= ЗАДАНИЯ =
1 - Назовите всех певцов, которые упомянуты по имени в отрывке рецензии на оперу, и укажите партию каждого.
2 - Перепишите дословно часть отрывка рецензии на оперу, начиная со слов «Вероника Джиоева по» и дальше до слов «на этой сцене.».
3 - Перескажите списком абзац отрывка рецензии на оперу, который начинается словами «Продолжая тему второстепенных исполнителей». Главные факты сохраните.

= ВЫБРАННЫЙ ОТРЫВОК =
##############################

На очень хорошем уровне исполнил свою небольшую, но значимую партию и Николай Казанский — Монах / Карл V: всегда стабильный певец с уверенным вокалом.
Продолжая тему второстепенных исполнителей, вообще надо сказать, что все небольшие партии оперы были также озвучены очень качественно, что сделало вокальный ансамбль сложнейшего оперного полотна полноценным и гармоничным. В это связи нельзя не воздать похвалы Нине Минасян (Тибо), Станиславу Мостовому (Граф Лерма), Богдану Волкову (Герольд) и Кристине Мхитарян (Голос с неба).
Ну и, конечно, о гранд-дамах этой грандиозной оперы невозможно умолчать.
Вероника Джиоева по праву поёт Елизавету Валуа — её красивое, сочное сопрано достаточно мощно и обладает широкой палитрой красок и возможностей
(звучность по всему диапазону, включая экстремальные верхи и низы, конечно, впечатляет). Особенно порадовало исполнение нежных лирических мест, пение на пиано, а вот драматически затратные фрагменты на форте удались не все — порой не хватало остроты, фокусировки звука, он получался слишком широким, при этом выдержки на продолжительные сольные высказывания не всегда хватало (в частности, несколько скомканной оказалась средняя часть знаменитой финальной арии «Tu che le vanita»). Но в целом это была очень достойная работа, гораздо лучше прежних партий, исполненных певицей на этой сцене.

##############################

[Записи набора данных]
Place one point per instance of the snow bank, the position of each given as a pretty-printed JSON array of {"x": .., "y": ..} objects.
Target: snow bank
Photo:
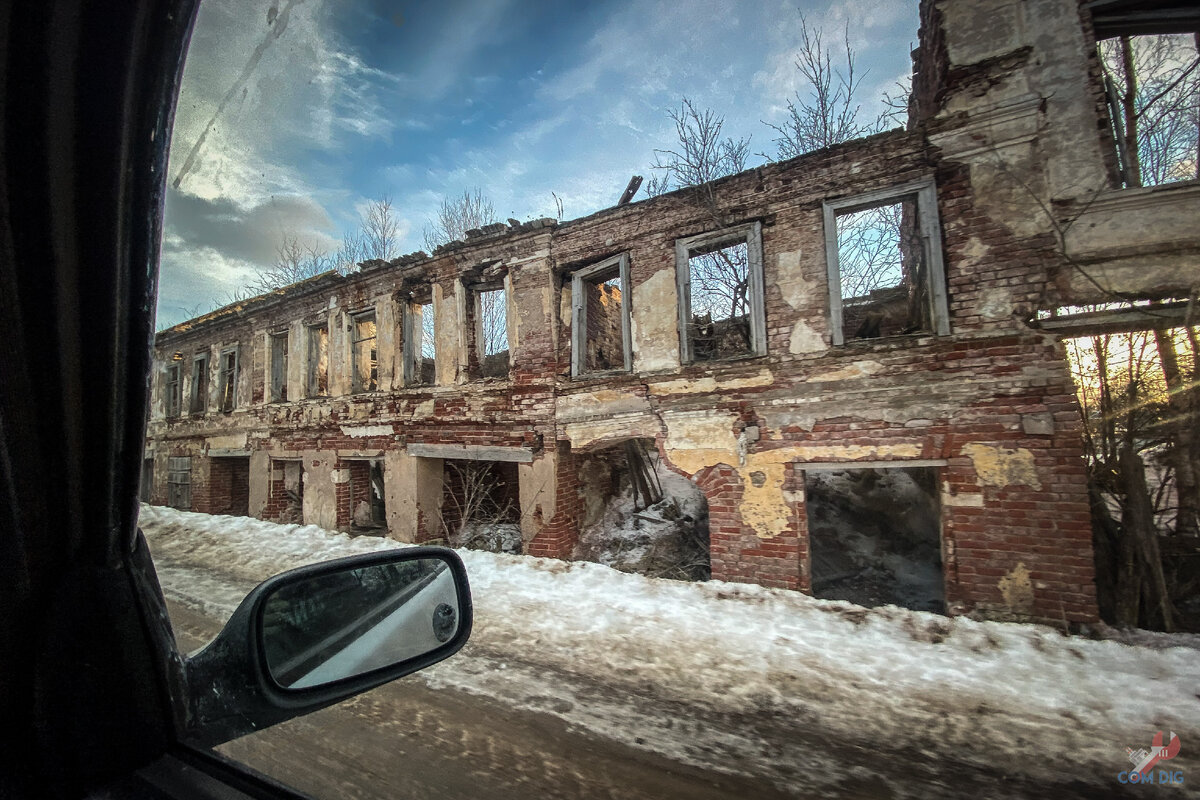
[{"x": 1020, "y": 698}]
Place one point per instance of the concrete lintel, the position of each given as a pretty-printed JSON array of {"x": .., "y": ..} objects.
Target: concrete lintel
[
  {"x": 471, "y": 452},
  {"x": 869, "y": 464},
  {"x": 359, "y": 455}
]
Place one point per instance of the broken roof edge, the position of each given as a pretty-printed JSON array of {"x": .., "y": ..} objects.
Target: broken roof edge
[
  {"x": 498, "y": 230},
  {"x": 774, "y": 166},
  {"x": 264, "y": 300}
]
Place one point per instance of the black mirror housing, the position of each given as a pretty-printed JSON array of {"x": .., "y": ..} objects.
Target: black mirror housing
[{"x": 250, "y": 677}]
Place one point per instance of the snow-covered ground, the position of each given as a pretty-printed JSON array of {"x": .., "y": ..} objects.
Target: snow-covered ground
[{"x": 749, "y": 679}]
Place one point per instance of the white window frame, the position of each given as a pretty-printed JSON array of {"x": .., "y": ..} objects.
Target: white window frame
[
  {"x": 312, "y": 364},
  {"x": 580, "y": 314},
  {"x": 749, "y": 233},
  {"x": 173, "y": 390},
  {"x": 360, "y": 384},
  {"x": 929, "y": 229},
  {"x": 179, "y": 482},
  {"x": 477, "y": 300},
  {"x": 277, "y": 392},
  {"x": 198, "y": 401},
  {"x": 413, "y": 338}
]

##############################

= ОТВЕТЫ К ЗАДАНИЯМ =
1 -
- Николай Казанский: Монах / Карл V
- Нина Минасян: Тибо
- Станислав Мостовой: Граф Лерма
- Богдан Волков: Герольд
- Кристина Мхитарян: Голос с неба
- Вероника Джиоева: Елизавета Валуа

2 -
Вероника Джиоева по праву поёт Елизавету Валуа — её красивое, сочное сопрано достаточно мощно и обладает широкой палитрой красок и возможностей
(звучность по всему диапазону, включая экстремальные верхи и низы, конечно, впечатляет). Особенно порадовало исполнение нежных лирических мест, пение на пиано, а вот драматически затратные фрагменты на форте удались не все — порой не хватало остроты, фокусировки звука, он получался слишком широким, при этом выдержки на продолжительные сольные высказывания не всегда хватало (в частности, несколько скомканной оказалась средняя часть знаменитой финальной арии «Tu che le vanita»). Но в целом это была очень достойная работа, гораздо лучше прежних партий, исполненных певицей на этой сцене.

3 -
- Все небольшие партии оперы спеты очень качественно.
- Поэтому вокальный ансамбль сложнейшей оперы получился полноценным и гармоничным.
- Похвалы заслуживают Нина Минасян (Тибо), Станислав Мостовой (Граф Лерма), Богдан Волков (Герольд) и Кристина Мхитарян (Голос с неба).